■ **WHAT YOU SHOULD DO**
Report the lines of the data below that contain the string "path".

■ **DATASET RECORDS**
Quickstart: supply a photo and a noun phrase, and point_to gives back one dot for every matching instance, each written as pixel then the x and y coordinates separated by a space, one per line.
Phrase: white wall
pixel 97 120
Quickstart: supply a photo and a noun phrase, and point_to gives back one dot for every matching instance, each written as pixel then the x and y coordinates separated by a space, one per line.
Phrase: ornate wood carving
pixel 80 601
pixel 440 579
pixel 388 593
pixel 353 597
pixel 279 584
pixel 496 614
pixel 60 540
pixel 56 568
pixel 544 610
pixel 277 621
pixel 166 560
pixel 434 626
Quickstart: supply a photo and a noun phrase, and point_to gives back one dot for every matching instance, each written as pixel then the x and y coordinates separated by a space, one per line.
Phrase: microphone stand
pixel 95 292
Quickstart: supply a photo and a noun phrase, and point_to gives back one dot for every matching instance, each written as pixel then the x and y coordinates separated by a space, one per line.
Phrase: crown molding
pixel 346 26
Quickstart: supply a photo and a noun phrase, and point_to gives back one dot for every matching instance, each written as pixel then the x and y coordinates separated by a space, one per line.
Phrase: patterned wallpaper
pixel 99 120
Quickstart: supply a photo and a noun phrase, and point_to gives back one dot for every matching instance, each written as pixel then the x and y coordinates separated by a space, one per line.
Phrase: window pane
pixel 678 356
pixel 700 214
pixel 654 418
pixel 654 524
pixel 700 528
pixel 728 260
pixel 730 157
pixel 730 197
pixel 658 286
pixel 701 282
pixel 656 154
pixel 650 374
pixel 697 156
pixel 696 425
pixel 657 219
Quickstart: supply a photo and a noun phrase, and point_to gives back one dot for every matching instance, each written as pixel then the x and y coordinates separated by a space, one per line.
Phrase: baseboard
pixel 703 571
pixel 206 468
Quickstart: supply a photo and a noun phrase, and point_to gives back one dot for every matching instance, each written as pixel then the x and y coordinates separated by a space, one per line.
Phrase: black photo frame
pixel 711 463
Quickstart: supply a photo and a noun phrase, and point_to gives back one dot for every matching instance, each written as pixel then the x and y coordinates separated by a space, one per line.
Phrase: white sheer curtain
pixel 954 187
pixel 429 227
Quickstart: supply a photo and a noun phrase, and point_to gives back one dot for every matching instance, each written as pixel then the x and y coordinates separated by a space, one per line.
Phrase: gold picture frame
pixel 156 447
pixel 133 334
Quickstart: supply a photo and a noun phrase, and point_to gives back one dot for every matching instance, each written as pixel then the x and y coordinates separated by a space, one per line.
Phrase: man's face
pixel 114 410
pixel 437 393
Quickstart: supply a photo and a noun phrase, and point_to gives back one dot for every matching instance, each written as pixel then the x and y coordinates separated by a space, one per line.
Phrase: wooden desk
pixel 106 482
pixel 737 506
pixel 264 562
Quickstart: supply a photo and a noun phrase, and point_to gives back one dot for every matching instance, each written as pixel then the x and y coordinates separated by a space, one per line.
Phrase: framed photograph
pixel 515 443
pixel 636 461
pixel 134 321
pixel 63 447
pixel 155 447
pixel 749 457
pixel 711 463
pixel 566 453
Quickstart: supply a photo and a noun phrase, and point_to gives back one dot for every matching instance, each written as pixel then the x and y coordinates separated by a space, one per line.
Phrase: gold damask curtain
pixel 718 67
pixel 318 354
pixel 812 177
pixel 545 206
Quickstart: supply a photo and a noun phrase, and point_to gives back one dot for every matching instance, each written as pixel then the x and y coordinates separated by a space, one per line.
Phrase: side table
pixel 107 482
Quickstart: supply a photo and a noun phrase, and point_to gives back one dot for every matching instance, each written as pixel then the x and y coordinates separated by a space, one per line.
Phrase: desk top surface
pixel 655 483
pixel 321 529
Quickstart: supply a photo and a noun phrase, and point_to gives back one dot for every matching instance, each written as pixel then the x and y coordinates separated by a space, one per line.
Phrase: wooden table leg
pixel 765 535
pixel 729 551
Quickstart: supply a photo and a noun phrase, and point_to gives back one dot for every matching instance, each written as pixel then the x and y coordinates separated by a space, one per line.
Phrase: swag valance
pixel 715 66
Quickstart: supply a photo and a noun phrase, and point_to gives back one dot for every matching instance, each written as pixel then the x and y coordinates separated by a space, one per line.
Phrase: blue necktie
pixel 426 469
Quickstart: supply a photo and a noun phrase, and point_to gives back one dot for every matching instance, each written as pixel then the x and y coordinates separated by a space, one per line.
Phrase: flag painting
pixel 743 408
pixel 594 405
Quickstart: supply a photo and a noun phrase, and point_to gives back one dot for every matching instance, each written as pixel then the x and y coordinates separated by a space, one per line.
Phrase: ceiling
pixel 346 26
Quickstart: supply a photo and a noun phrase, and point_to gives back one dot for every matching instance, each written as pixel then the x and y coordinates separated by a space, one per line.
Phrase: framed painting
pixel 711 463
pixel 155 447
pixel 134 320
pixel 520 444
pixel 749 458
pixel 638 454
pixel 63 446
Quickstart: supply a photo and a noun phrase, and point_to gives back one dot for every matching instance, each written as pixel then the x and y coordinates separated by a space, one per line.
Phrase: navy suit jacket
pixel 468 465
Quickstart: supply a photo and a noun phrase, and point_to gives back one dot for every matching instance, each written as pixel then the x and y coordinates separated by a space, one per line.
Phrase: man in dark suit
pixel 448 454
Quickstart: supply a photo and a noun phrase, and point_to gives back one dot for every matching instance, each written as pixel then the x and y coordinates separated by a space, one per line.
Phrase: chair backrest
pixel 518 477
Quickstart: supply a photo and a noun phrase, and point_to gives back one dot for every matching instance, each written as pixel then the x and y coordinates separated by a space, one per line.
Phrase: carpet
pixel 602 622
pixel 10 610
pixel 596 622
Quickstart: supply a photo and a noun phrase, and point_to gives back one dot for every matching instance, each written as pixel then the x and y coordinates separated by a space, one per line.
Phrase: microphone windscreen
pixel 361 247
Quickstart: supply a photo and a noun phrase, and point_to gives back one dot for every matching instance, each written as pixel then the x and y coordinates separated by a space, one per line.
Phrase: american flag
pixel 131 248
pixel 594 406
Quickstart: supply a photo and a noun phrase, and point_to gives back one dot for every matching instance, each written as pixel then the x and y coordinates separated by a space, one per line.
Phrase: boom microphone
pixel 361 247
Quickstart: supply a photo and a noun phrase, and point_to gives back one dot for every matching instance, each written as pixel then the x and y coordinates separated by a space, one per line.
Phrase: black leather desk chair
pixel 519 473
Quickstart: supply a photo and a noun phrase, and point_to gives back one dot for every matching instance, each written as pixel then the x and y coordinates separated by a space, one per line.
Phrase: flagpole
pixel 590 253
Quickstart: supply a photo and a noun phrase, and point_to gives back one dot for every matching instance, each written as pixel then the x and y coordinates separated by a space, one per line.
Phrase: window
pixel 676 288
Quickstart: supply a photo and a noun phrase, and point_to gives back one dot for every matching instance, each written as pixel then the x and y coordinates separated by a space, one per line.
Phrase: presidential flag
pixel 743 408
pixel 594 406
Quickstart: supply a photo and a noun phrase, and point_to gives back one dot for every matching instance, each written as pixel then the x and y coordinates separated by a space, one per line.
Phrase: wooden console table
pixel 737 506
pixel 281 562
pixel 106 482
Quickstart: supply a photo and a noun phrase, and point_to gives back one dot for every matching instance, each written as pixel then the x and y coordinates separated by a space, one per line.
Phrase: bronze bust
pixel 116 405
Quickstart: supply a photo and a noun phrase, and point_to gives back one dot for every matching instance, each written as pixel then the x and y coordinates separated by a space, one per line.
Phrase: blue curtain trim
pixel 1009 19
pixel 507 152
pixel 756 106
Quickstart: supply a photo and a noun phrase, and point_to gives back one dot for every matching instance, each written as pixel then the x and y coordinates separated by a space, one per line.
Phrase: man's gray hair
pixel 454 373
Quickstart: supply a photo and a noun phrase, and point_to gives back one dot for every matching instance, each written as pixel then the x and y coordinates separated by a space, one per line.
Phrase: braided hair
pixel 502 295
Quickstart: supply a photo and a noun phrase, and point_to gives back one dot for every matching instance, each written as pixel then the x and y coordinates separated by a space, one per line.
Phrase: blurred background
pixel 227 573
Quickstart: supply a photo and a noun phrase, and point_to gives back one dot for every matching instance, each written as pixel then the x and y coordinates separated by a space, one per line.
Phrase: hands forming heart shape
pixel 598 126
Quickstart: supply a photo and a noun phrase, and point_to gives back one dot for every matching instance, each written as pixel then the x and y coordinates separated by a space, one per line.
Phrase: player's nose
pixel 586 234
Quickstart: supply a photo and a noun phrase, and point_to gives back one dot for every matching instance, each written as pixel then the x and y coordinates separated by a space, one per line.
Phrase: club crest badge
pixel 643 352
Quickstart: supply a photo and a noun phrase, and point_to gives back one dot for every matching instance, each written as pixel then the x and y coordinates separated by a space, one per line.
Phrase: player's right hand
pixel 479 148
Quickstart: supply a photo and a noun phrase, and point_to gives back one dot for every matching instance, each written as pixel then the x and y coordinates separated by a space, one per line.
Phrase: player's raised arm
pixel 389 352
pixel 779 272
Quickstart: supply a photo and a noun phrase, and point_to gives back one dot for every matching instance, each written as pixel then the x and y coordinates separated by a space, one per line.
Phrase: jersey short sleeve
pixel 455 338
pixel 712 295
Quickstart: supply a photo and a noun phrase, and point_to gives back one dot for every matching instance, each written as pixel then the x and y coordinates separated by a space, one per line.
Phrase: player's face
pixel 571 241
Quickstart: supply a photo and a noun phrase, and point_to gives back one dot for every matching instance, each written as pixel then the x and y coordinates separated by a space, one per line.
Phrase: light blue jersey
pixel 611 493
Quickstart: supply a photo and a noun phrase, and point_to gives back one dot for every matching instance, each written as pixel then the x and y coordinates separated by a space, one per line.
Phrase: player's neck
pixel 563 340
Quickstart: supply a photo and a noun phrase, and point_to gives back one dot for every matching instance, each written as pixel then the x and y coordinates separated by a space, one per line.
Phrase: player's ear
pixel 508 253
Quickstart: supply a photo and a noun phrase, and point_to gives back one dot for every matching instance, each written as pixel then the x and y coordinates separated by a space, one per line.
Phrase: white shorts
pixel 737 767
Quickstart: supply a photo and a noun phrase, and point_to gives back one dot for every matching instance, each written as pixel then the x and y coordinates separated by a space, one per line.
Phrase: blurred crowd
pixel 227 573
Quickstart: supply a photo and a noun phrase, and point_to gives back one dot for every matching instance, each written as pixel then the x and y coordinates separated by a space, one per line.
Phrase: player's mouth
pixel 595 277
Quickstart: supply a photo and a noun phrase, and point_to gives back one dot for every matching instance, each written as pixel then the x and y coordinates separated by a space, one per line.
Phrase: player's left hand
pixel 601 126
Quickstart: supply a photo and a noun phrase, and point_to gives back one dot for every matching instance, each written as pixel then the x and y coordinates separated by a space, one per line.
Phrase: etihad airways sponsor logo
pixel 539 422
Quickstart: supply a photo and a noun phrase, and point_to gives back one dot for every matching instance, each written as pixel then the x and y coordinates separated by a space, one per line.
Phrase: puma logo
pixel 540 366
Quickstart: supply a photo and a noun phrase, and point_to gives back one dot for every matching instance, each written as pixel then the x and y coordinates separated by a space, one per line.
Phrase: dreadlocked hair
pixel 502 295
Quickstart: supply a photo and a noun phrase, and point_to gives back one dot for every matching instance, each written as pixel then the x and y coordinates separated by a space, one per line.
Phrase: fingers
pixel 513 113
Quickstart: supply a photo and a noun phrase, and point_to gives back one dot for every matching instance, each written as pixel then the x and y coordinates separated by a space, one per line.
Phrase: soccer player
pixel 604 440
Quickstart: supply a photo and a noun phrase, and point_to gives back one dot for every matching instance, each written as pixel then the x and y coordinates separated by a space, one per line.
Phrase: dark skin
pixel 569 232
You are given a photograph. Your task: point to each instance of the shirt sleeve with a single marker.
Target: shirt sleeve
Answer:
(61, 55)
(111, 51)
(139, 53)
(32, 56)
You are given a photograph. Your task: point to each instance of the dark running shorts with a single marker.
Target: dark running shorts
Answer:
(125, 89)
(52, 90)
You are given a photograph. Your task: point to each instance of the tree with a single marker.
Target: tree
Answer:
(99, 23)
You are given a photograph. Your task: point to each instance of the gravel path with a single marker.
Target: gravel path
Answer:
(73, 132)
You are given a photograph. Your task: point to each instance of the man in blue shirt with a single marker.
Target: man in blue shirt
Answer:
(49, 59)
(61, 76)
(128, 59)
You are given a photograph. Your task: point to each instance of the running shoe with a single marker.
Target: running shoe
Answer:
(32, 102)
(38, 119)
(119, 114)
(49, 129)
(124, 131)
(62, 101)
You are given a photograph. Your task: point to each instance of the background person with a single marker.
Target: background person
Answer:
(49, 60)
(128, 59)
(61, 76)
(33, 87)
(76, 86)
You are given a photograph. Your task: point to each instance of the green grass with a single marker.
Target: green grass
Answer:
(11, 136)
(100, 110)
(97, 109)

■ **WORKED SOLUTION**
You are given a photograph. Your task: point to each instance of the gravel path with a single marker.
Target: gravel path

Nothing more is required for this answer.